__Directions__. Retype the lines of the listing below exactly, but only those from the one containing "Exercise. Mark the black tire" through the last line; pictures stay out.

__Data in this exercise__.
..............................
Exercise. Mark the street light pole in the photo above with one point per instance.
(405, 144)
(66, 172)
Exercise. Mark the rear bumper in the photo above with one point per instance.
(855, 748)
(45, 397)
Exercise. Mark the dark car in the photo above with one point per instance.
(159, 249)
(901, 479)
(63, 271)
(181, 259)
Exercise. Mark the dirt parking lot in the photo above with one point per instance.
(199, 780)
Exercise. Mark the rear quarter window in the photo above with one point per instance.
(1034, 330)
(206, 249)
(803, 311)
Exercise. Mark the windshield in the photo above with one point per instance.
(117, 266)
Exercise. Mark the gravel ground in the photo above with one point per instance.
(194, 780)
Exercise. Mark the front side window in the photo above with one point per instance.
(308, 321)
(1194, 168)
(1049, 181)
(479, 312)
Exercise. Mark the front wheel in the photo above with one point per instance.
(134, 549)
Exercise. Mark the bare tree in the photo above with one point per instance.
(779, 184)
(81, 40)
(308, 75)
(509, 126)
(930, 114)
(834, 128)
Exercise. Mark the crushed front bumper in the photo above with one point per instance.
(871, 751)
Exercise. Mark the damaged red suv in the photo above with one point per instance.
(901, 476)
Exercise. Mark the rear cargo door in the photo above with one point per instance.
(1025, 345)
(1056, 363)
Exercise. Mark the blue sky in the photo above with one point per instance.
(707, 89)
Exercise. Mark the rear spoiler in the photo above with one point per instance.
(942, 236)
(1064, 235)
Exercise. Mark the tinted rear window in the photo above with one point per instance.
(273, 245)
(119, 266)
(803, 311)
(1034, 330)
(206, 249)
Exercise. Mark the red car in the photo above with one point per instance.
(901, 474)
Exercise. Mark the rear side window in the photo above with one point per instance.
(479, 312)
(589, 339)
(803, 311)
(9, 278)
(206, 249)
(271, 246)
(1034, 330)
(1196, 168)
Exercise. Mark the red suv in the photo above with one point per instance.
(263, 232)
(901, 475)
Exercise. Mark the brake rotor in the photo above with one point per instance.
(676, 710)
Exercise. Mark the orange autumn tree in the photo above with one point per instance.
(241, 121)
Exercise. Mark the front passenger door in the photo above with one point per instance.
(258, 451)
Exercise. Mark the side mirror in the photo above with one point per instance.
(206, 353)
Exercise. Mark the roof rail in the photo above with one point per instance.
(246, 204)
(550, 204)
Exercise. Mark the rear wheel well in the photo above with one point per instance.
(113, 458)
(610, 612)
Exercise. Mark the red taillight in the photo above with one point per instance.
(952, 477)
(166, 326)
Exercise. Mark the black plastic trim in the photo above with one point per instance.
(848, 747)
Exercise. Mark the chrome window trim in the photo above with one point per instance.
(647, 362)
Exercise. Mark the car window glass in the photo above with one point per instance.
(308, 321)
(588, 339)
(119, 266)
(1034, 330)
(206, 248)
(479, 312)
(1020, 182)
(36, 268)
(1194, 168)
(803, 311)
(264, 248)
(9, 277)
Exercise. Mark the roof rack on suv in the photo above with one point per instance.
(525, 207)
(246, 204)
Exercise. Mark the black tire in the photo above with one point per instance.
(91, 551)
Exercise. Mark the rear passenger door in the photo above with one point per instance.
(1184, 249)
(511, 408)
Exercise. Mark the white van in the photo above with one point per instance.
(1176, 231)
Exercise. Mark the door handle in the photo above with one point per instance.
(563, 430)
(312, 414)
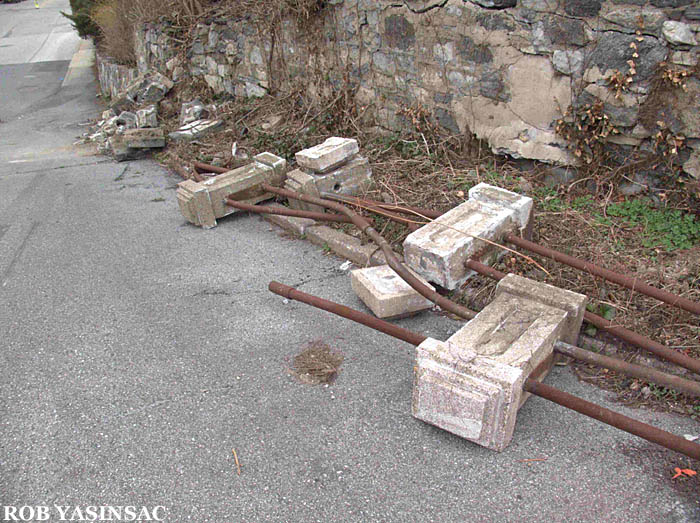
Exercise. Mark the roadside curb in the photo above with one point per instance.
(83, 61)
..............................
__Answer to this task__.
Exercise. Mark the black tire in the photo above with one point per instance.
(91, 551)
Exercise. Mark the rear passenger door in the photo above with one point per instance.
(1184, 249)
(511, 408)
Exercise. Mark the white van in the photo above with one point per instance.
(1176, 231)
Exercise. Mark the door handle in the photo above with one point per instance.
(563, 430)
(312, 414)
Exercise. Mark the roadside curb in the photo above with one point per instance.
(83, 61)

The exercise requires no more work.